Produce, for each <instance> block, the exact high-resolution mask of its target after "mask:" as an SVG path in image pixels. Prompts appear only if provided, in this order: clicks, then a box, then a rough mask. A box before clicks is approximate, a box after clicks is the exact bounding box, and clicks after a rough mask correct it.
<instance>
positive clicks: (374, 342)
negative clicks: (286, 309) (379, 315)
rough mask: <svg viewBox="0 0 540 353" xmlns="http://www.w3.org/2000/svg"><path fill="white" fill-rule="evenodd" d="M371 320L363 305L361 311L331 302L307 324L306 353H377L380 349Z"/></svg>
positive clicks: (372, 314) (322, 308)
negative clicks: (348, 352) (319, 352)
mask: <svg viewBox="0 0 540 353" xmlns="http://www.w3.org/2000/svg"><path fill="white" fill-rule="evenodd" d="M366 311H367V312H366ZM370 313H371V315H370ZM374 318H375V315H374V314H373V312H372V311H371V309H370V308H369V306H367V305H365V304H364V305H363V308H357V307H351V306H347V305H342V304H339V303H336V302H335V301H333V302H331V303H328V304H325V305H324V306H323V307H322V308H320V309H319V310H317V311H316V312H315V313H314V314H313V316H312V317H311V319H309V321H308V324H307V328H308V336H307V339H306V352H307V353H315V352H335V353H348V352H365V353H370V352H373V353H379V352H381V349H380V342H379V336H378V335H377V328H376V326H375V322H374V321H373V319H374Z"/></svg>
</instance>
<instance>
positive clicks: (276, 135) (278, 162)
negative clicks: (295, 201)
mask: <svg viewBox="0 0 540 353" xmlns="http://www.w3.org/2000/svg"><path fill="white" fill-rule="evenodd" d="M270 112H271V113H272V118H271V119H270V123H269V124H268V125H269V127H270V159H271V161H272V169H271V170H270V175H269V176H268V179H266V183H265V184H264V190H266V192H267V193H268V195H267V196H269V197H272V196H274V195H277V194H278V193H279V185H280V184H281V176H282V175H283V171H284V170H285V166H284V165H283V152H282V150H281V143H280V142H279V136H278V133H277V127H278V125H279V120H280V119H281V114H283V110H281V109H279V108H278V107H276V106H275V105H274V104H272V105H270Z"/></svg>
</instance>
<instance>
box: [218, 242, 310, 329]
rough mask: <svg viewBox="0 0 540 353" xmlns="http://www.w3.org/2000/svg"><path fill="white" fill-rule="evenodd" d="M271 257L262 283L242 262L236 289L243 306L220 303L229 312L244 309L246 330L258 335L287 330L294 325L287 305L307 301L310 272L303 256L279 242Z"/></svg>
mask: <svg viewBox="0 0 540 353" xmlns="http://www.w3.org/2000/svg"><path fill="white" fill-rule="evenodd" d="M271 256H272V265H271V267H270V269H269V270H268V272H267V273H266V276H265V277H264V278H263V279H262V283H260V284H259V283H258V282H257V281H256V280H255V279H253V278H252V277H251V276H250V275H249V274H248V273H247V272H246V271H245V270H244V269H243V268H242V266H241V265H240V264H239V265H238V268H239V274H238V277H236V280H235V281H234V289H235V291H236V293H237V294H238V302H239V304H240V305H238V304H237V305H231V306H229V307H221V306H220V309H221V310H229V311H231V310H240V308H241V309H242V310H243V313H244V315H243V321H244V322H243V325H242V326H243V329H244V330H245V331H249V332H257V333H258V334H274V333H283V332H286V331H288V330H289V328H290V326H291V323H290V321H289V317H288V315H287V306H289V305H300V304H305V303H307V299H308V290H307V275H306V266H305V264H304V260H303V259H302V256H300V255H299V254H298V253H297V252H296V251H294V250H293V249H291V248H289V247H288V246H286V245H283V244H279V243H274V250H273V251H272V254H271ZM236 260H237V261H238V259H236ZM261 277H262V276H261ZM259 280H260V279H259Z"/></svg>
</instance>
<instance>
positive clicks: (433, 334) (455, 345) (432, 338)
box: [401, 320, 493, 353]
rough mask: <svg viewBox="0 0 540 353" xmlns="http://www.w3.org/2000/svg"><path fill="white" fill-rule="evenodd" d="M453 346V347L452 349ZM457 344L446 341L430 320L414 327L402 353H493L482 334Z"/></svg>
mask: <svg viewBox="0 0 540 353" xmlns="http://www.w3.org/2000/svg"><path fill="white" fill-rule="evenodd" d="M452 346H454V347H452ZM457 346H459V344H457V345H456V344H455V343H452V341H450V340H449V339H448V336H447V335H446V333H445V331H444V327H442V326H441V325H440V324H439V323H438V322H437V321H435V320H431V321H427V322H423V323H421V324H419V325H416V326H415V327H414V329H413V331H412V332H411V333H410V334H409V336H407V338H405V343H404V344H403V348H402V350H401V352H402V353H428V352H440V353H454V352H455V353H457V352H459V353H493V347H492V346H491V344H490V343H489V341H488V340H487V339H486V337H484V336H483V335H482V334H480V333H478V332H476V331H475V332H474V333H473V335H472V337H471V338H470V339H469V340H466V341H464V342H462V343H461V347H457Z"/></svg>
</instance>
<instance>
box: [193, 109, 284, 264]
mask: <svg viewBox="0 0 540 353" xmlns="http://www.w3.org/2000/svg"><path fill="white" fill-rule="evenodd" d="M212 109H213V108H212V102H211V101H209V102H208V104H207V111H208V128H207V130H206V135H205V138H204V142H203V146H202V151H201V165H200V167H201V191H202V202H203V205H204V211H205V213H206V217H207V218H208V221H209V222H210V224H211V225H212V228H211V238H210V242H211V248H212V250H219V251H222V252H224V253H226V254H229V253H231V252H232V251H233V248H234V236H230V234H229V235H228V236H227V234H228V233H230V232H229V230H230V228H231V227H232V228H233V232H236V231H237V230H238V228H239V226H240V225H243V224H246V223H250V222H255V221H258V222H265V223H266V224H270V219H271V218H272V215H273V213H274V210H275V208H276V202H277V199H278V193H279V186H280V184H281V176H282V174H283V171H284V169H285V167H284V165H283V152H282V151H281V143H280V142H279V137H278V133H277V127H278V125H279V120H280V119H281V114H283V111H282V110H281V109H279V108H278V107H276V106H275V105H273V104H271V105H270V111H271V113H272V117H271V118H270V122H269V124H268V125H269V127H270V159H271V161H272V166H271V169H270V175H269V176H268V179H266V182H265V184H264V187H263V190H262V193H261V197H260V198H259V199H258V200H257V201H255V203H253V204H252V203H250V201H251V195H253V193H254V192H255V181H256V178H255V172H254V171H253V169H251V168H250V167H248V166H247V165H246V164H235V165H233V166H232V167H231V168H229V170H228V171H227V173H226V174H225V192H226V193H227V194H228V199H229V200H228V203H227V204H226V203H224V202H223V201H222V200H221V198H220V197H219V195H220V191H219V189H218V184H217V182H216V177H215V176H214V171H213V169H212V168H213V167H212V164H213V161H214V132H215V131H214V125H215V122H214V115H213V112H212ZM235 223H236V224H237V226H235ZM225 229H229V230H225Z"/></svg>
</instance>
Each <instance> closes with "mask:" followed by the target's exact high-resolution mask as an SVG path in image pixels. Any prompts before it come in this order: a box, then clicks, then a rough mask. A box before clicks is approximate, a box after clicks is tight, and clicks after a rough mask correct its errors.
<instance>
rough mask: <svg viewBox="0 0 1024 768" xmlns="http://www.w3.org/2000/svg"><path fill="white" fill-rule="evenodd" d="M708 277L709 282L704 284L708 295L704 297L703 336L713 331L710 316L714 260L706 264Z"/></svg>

### YOUR INSTRUCTIONS
Would you restate the material above word for word?

### REPLY
Produce, for each <instance> block, the exact high-resolution mask of its target after "mask:" as an SVG path in image pixels. Prompts appear only if provided, in this order: clicks, then a box, then a rough mask. A box before clicks is approximate, a box after clicks is the exact bounding box, and clicks after a rough mask correct it.
<instance>
positive clicks: (374, 342)
negative clicks: (286, 309) (379, 315)
rough mask: <svg viewBox="0 0 540 353" xmlns="http://www.w3.org/2000/svg"><path fill="white" fill-rule="evenodd" d="M371 320L363 305L361 311L331 302L307 324L306 353H377L380 349Z"/></svg>
positive clicks: (372, 314) (322, 308)
negative clicks: (348, 352) (319, 352)
mask: <svg viewBox="0 0 540 353" xmlns="http://www.w3.org/2000/svg"><path fill="white" fill-rule="evenodd" d="M366 311H367V312H366ZM370 313H371V315H370ZM374 318H375V315H374V314H373V312H372V311H371V309H370V308H369V306H367V305H365V304H364V305H363V308H357V307H351V306H347V305H342V304H339V303H336V302H335V301H333V302H331V303H328V304H325V305H324V306H323V307H322V308H320V309H319V310H317V311H316V312H315V313H314V314H313V316H312V317H311V319H309V321H308V324H307V328H308V336H307V339H306V352H307V353H315V352H335V353H348V352H365V353H370V352H373V353H379V352H381V349H380V342H379V336H378V335H377V328H376V326H375V322H374V321H373V319H374Z"/></svg>
</instance>
<instance>
positive clicks: (276, 135) (278, 162)
negative clicks: (295, 201)
mask: <svg viewBox="0 0 540 353" xmlns="http://www.w3.org/2000/svg"><path fill="white" fill-rule="evenodd" d="M270 112H271V113H272V118H271V119H270V123H269V124H268V125H269V127H270V159H271V161H272V169H271V170H270V175H269V176H268V179H266V183H265V184H264V190H266V192H267V193H268V195H267V196H269V197H272V196H274V195H277V194H278V193H279V185H280V184H281V176H282V175H283V171H284V170H285V166H284V165H283V152H282V150H281V143H280V142H279V136H278V133H277V127H278V125H279V120H280V119H281V114H283V110H281V109H279V108H278V107H276V106H275V105H274V104H272V105H270Z"/></svg>
</instance>
<instance>
box: [218, 242, 310, 329]
rough mask: <svg viewBox="0 0 540 353" xmlns="http://www.w3.org/2000/svg"><path fill="white" fill-rule="evenodd" d="M271 257L262 283L242 262L236 289L243 306L220 303L229 312L244 309L246 330L258 335L287 330L294 325L287 305L307 301L310 272L303 256L279 242Z"/></svg>
mask: <svg viewBox="0 0 540 353" xmlns="http://www.w3.org/2000/svg"><path fill="white" fill-rule="evenodd" d="M271 256H272V265H271V267H270V269H269V270H268V272H267V273H266V276H265V277H264V278H263V279H262V283H260V284H259V283H258V282H257V281H256V280H255V279H253V278H252V277H251V276H250V275H249V274H248V273H247V272H246V271H245V270H244V269H243V268H242V266H241V265H240V264H239V265H238V268H239V274H238V277H236V280H235V281H234V289H235V291H236V293H237V294H238V302H239V304H240V305H238V304H237V305H231V306H229V307H221V306H220V309H221V310H229V311H231V310H240V308H241V309H242V310H243V313H244V315H243V321H244V322H243V325H242V326H243V329H244V330H245V331H249V332H257V333H258V334H274V333H283V332H286V331H288V330H289V328H290V326H291V323H290V321H289V317H288V315H287V306H289V305H300V304H305V303H307V299H308V290H307V275H306V266H305V264H304V260H303V259H302V256H300V255H299V254H298V253H297V252H296V251H294V250H293V249H291V248H289V247H288V246H286V245H283V244H279V243H274V250H273V251H272V254H271ZM236 260H237V261H238V259H236ZM261 277H262V276H261ZM259 280H260V279H259Z"/></svg>
</instance>
<instance>
positive clicks: (433, 334) (455, 345) (432, 338)
box: [401, 320, 493, 353]
rough mask: <svg viewBox="0 0 540 353" xmlns="http://www.w3.org/2000/svg"><path fill="white" fill-rule="evenodd" d="M453 346V347L452 349ZM457 344L446 341L430 320L414 327L402 353H493L482 334Z"/></svg>
mask: <svg viewBox="0 0 540 353" xmlns="http://www.w3.org/2000/svg"><path fill="white" fill-rule="evenodd" d="M452 346H454V347H452ZM457 346H459V344H457V345H456V344H455V343H452V341H450V340H449V339H448V336H447V335H446V333H445V331H444V327H442V326H441V325H440V324H439V323H438V322H437V321H435V320H431V321H427V322H423V323H421V324H419V325H416V326H415V327H414V329H413V331H412V332H411V333H410V334H409V336H407V338H405V343H404V344H403V348H402V350H401V352H402V353H428V352H440V353H454V352H455V353H457V352H459V353H493V347H492V346H491V344H490V343H489V341H488V340H487V339H486V337H484V336H483V335H482V334H480V333H478V332H476V331H475V332H474V333H473V335H472V337H471V338H470V339H469V340H466V341H464V342H462V343H461V347H457Z"/></svg>
</instance>
<instance>
box: [193, 109, 284, 264]
mask: <svg viewBox="0 0 540 353" xmlns="http://www.w3.org/2000/svg"><path fill="white" fill-rule="evenodd" d="M212 109H213V108H212V102H211V101H209V102H208V104H207V111H208V128H207V130H206V135H205V138H204V142H203V146H202V151H201V165H200V167H201V191H202V202H203V205H204V211H205V213H206V217H207V218H208V221H209V222H210V224H211V225H212V228H211V238H210V242H211V248H212V250H219V251H222V252H224V253H226V254H229V253H231V252H232V251H233V248H234V236H230V234H229V235H228V236H227V234H228V233H230V232H229V230H230V228H231V227H232V228H233V232H236V231H237V230H238V228H239V226H240V225H243V224H246V223H250V222H255V221H258V222H265V223H266V224H270V219H271V218H272V215H273V213H274V210H275V208H276V202H277V199H278V193H279V186H280V184H281V176H282V174H283V171H284V169H285V167H284V165H283V152H282V151H281V143H280V142H279V137H278V133H277V127H278V125H279V120H280V119H281V114H283V111H282V110H281V109H279V108H278V107H276V106H275V105H273V104H271V105H270V111H271V113H272V117H271V118H270V122H269V124H268V125H269V127H270V159H271V161H272V166H271V169H270V175H269V176H268V179H266V182H265V184H264V187H263V190H262V193H261V197H260V198H259V199H258V200H257V201H255V203H253V204H252V203H250V201H251V195H253V193H254V192H255V181H256V178H255V172H254V171H253V169H251V168H250V167H248V166H247V165H246V164H235V165H233V166H232V167H231V168H229V170H228V171H227V173H226V174H225V192H226V193H227V194H228V199H229V200H228V203H227V204H226V203H224V202H223V201H222V200H221V198H220V197H219V195H220V191H219V189H218V184H217V182H216V177H215V176H214V171H213V169H212V168H213V167H212V164H213V161H214V132H215V131H214V125H215V122H214V115H213V112H212ZM235 223H236V224H237V226H235ZM225 229H229V230H225Z"/></svg>
</instance>
Each <instance> closes with "mask:" followed by the target's exact high-resolution mask as an SVG path in image pixels. Any prompts before it come in this order: a box, then clicks, then a rough mask. A box before clicks is approximate, a box after clicks is tight, and clicks after a rough mask correct its errors.
<instance>
rough mask: <svg viewBox="0 0 1024 768" xmlns="http://www.w3.org/2000/svg"><path fill="white" fill-rule="evenodd" d="M708 277L709 282L704 284L708 295L704 297L703 336L713 331L710 316L714 260L706 264Z"/></svg>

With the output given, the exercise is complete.